- SOURCE PASSAGE:
==========
4.33: Dismissal for long delay

Case Summary

The Applicant, a beneficiary of the estate in issue, applied to strike a motion brought by an executor and beneficiary of the estate (the “Respondent”) under the Dependants Relief Act, RSA 2000, c D-10.5 (the “DRA Claim”), for long delay pursuant to Rule 4.33 (the “Application”).

At a Case Management Conference (“CMC”), one of the estate executors requested that the Case Management Justice (“CMJ”) determine whether the Respondent was a dependant. The matter was scheduled to be heard on December 7, 2016. At that time, the CMJ declined to determine the issue on Affidavit evidence alone and proposed a Judicial Dispute Resolution (“JDR”) take place to settle the claim. The matter was adjourned sine die to schedule a JDR, which never took place because the Respondent declined to participate.

The Application was initially filed on December 19, 2019, and was heard on June 24 and July 2, 2020. At that time, Bokenfohr J. queried whether the Respondent was incapacitated during the three-year period, and ordered that he undergo a capacity assessment as a result of the decision in AF v Alberta, 2020 ABQB 268 (“AF”), which made it a live issue as to whether this would extend the limitation period. The Respondent refused to attend the assessment. At the subsequent CMC, Bokenfohr J. held that there was no issue with the Respondent’s ability to represent himself, and the Application was re-scheduled for March 1, 2023.

The Court held that the period for determining whether an uncontroversial significant advance had taken place was December 7, 2016, the date the matter was originally set to determine whether the Respondent was dependant, until December 18, 2019, the date the Applicant filed the Application (the “Relevant Period”). Justice Loparco found there had been no significant advance in the DRA Claim during the Relevant Period.
==========
- GIVEN ENTRIES:
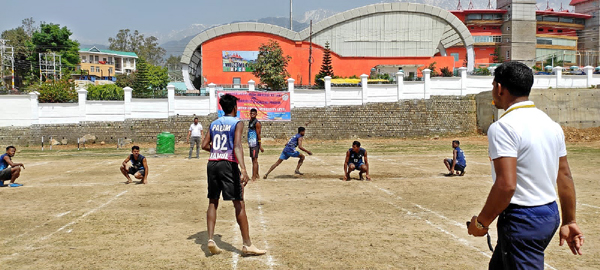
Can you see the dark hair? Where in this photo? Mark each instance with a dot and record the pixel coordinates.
(516, 77)
(228, 103)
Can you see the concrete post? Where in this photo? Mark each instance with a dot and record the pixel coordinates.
(212, 102)
(82, 99)
(400, 85)
(364, 82)
(128, 92)
(427, 84)
(558, 74)
(327, 90)
(291, 91)
(463, 79)
(589, 72)
(35, 109)
(171, 97)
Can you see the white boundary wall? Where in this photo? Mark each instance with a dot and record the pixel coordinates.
(24, 110)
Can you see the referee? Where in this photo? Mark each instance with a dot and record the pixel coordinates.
(529, 159)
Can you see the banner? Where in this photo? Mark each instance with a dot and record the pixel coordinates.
(271, 106)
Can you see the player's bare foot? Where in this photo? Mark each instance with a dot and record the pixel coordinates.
(213, 248)
(252, 251)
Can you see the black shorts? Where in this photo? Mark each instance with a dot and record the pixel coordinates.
(224, 176)
(254, 151)
(133, 170)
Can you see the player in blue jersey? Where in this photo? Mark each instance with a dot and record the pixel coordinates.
(254, 136)
(224, 142)
(10, 170)
(354, 161)
(290, 151)
(457, 163)
(138, 168)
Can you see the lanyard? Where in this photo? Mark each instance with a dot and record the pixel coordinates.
(517, 107)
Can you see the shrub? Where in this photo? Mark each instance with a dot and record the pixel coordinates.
(105, 92)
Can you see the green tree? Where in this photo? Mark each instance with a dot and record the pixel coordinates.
(144, 47)
(52, 38)
(270, 66)
(326, 67)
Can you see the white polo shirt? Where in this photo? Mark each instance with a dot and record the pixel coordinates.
(537, 142)
(196, 130)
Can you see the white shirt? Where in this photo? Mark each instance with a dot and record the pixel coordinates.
(196, 130)
(537, 142)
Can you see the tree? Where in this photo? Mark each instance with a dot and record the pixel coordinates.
(326, 68)
(144, 47)
(270, 66)
(52, 38)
==========
Continue the case summary on dismissal for long delay from the point where it stops. The items were taken from a different source than the text above.

- RESULT BELOW:
That, however, did not decide the issue, and the Court moved on to consider whether there were any other reasons for the delay, namely whether there was an agreement that suspended Rule 4.33, whether the Respondent was incapacitated during the Relevant Period, and whether any steps taken in a related Action constituted a significant step in the DRA Claim. The Court found there was no agreement that suspended the Rule and there was no evidence that proved the Respondent’s disability on a balance of probabilities as required by the decision in AF.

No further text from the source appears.